::: Brano scelto :::

Le professioni nel patto per la crescita, un racconto, una proposta

Intervento dell’On. Prof. Pierluigi Mantini

presentazione del volume:

I PROFESSIONISTI A CREMONA. UNA STORIA PLURICENTENARIA
a cura di Valeria Leoni e Matteo Morandi

Associazione Professionisti della Provincia di Cremona

A) Meno ideologia, più politiche per le professioni. Un racconto

 

Dopo l’indagine dell’Antitrust sulle professioni e gli ordini professionali, pubblicata nel noto Rapporto del novembre 1997 che suscitò un vivo dibattito, Massimo Severo Giannini ed il sottoscritto ricevettero l’incarico di svolgere uno studio sul Rapporto, poi pubblicato per i tipi di Maggioli con il titolo “La riforma delle professioni intellettuali in Italia” (1999).

Mi permetto di citare testualmente una parte dell’introduzione e delle conclusioni di quel libro.

« “Corde di sabbia, queste sono solo corde di sabbia”, sbotto John Rockefeller con i suoi colleghi capitani d’industria, nel corso di una cena riservata a New York, in una sera dei primi anni Ottanta del secolo scorso. Si riferiva alle prime intese con le quali avevano cercato di fermare la battaglia dei prezzi e di spartirsi i mercati, dopo anni di sanguinose guerre competitive.

:::

### Consegna:
Trascrivi la parte del brano che comincia con le parole "Associazione Professionisti della" e si chiude dopo "di quel libro.", ribattezzando "il sottoscritto" come "l'autore". I record qui riportati provengono da un'altra fonte.

::: Materiale presentato :::

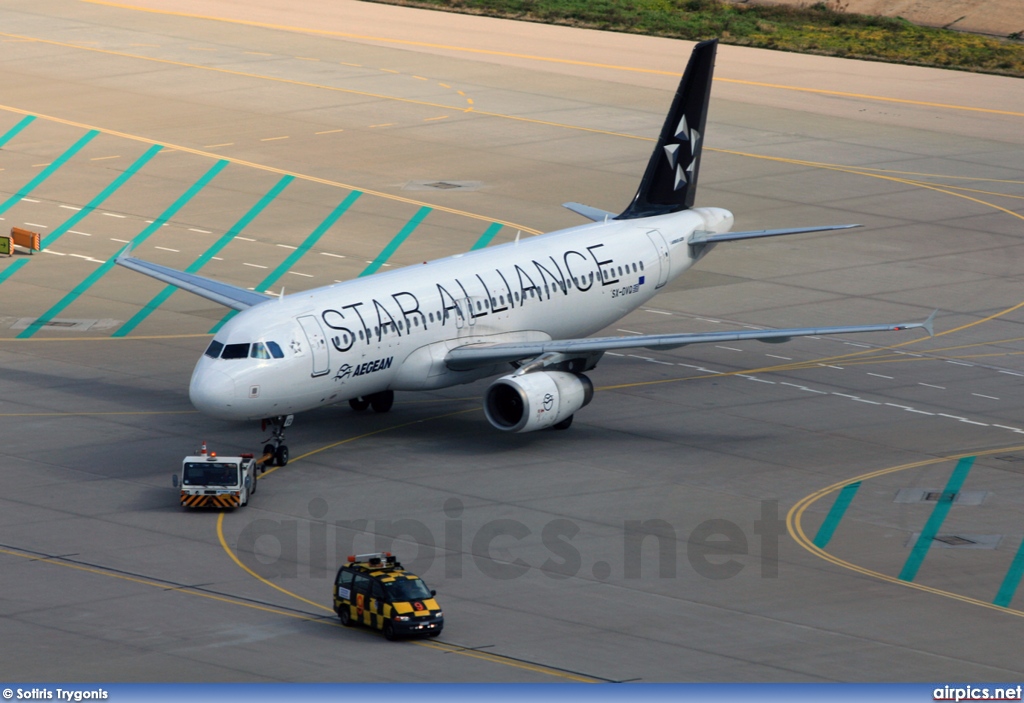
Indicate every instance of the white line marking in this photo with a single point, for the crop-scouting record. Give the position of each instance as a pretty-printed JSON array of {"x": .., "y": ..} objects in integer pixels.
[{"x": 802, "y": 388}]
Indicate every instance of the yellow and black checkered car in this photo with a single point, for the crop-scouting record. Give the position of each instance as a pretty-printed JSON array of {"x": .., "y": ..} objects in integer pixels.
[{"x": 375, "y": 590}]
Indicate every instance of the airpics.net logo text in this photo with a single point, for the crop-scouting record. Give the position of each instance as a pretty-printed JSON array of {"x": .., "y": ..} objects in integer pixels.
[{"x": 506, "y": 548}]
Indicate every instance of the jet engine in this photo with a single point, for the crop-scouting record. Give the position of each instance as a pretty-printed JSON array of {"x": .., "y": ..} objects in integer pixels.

:::

### Risultato:
Associazione Professionisti della Provincia di Cremona

A) Meno ideologia, più politiche per le professioni. Un racconto

 

Dopo l’indagine dell’Antitrust sulle professioni e gli ordini professionali, pubblicata nel noto Rapporto del novembre 1997 che suscitò un vivo dibattito, Massimo Severo Giannini ed l'autore ricevettero l’incarico di svolgere uno studio sul Rapporto, poi pubblicato per i tipi di Maggioli con il titolo “La riforma delle professioni intellettuali in Italia” (1999).

Mi permetto di citare testualmente una parte dell’introduzione e delle conclusioni di quel libro.